> ЧТО СДЕЛАТЬ
1. Перескажи короче, в виде списка, абзац текста об Окуджаве, который начинается словами «Из «Книги прощания» Станислава Рассадина». Сохрани главные факты.
2. Продолжи текст об Окуджаве: напиши ещё один абзац, который начинается сразу после его последнего предложения.

> ИСХОДНЫЙ ТЕКСТ
▬▬▬▬▬▬▬▬▬▬

Каким-то немыслимым образом Булат сразу здесь стал своим.
Из «Книги прощания» Станислава Рассадина: «Мы с Окуджавой по командировке «Литературной газеты» прибыли в Ленинград на странное сборище, именовавшееся, кажется, Всесоюзным съездом поэтов, на каковом, впрочем, ни разу не объявились (представив родному печатному органу халтурнейшую отписку). Питер в те дни гудел и пьяно шатался от нашествия стихотворческих толп, мы очутились в центре разгульно-романтического водоворота, и — прав Володин — компания москвичей (Винокуров, Вознесенский, Казакова), собиравшаяся в нашем номере привокзальной «Октябрьской», — этот весьма узкий кружок, к коему присоединилось несколько ленинградцев, — на ту пору была самой широкой аудиторией, перед которой Булат решился пропеть свои песни-стихи».

▬▬▬▬▬▬▬▬▬▬

> ВЫДЕРЖКИ СТРОК
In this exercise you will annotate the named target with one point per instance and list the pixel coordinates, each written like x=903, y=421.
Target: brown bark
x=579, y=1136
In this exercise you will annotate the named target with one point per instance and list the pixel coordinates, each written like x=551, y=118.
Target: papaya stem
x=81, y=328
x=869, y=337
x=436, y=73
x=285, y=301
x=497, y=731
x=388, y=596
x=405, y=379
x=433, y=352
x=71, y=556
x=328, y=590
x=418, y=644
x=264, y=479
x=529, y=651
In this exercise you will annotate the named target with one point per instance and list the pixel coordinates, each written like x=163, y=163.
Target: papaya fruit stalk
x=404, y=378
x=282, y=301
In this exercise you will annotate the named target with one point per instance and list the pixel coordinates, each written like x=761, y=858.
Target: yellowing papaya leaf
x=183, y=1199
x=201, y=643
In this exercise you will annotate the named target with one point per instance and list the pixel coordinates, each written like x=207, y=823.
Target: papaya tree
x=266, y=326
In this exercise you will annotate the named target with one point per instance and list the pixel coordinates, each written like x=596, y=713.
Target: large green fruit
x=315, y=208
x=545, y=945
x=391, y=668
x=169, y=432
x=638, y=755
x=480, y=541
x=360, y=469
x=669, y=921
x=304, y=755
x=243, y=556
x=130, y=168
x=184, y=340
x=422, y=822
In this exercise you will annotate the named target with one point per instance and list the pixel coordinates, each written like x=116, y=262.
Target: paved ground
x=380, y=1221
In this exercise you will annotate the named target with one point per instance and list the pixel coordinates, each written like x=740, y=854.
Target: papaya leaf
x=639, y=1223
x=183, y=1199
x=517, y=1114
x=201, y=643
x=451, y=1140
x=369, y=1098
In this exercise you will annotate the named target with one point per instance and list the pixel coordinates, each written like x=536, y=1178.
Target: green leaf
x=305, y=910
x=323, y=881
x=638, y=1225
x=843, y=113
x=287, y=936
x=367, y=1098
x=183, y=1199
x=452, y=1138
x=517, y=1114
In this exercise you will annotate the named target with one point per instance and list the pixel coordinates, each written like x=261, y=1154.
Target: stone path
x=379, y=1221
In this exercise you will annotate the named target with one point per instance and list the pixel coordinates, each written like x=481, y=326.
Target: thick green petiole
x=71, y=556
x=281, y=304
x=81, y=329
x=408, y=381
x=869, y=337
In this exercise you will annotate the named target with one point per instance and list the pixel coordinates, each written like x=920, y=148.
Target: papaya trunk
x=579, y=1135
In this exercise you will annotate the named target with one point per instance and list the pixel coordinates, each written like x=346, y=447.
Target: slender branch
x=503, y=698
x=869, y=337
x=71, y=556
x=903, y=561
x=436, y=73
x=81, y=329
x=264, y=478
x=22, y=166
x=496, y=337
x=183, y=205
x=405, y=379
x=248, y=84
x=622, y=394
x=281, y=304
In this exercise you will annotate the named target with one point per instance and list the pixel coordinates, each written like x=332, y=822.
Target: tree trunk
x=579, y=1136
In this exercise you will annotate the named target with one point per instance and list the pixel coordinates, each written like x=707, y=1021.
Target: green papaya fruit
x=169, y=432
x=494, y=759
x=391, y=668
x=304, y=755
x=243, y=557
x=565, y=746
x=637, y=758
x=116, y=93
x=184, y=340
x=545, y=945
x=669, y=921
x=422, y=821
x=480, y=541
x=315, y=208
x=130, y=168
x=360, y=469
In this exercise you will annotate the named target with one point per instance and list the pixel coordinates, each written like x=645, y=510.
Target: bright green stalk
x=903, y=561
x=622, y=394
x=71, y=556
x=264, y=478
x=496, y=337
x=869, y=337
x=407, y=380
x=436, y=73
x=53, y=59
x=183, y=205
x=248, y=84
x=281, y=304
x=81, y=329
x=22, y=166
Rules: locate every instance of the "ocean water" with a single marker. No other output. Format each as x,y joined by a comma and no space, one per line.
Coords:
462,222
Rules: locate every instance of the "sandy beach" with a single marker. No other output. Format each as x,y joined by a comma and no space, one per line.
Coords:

▬▬▬▬▬▬▬▬▬▬

> ОТВЕТЫ
1.
- Станислав Рассадин вспоминает это в «Книге прощания».
- Он и Окуджава приехали в Ленинград в командировку от «Литературной газеты». Там проходило сборище, которое называлось, кажется, Всесоюзным съездом поэтов.
- На съезде они ни разу не появились, а газете отправили халтурную отписку.
- Город тогда был полон поэтов, и оба оказались в центре разгульно-романтического водоворота.
- В их номере в привокзальной гостинице «Октябрьская» собирались москвичи (Винокуров, Вознесенский, Казакова), к ним присоединились несколько ленинградцев.
- Этот узкий кружок был тогда самой широкой аудиторией, перед которой Булат решился спеть свои песни-стихи.

2.
И о том же времени, но уже в воспоминаниях Александра Володина, читаем: «Я увидел его в гостинице «Октябрьская» в компании московских поэтов. Он поставил ногу на стул, на колено — гитару, подтянул струны и начал. Что начал? Потом это стали называть песнями Окуджавы. А тогда было еще непонятно, что это.
…Окуджава уехал в Москву. А я рассказывал и рассказывал о нем, пока директор Дома искусств не полюбопытствовал, что это были за песни. Я изложил их своими словами. И вскоре в ленинградском Доме искусств был запланирован первый публичный вечер Окуджавы.
…Перед тем как я должен был представить его слушателям, он попросил:
— Только не говорите, что это песни. Это стихи».
Оговорка, которая для Булата всегда была принципиальна, а тема соотношения его поэзии и музыки — всегда болезненна.
Спустя годы Булат Булатович Окуджава скажет о своем отце: «Конечно, он был прежде всего музыкантом, с абсолютным слухом и прекрасным голосом, начавшим «проседать» лишь в старости. Ему и надо было заниматься в основном музыкой, но негде было выступать, не было образования, он стеснялся».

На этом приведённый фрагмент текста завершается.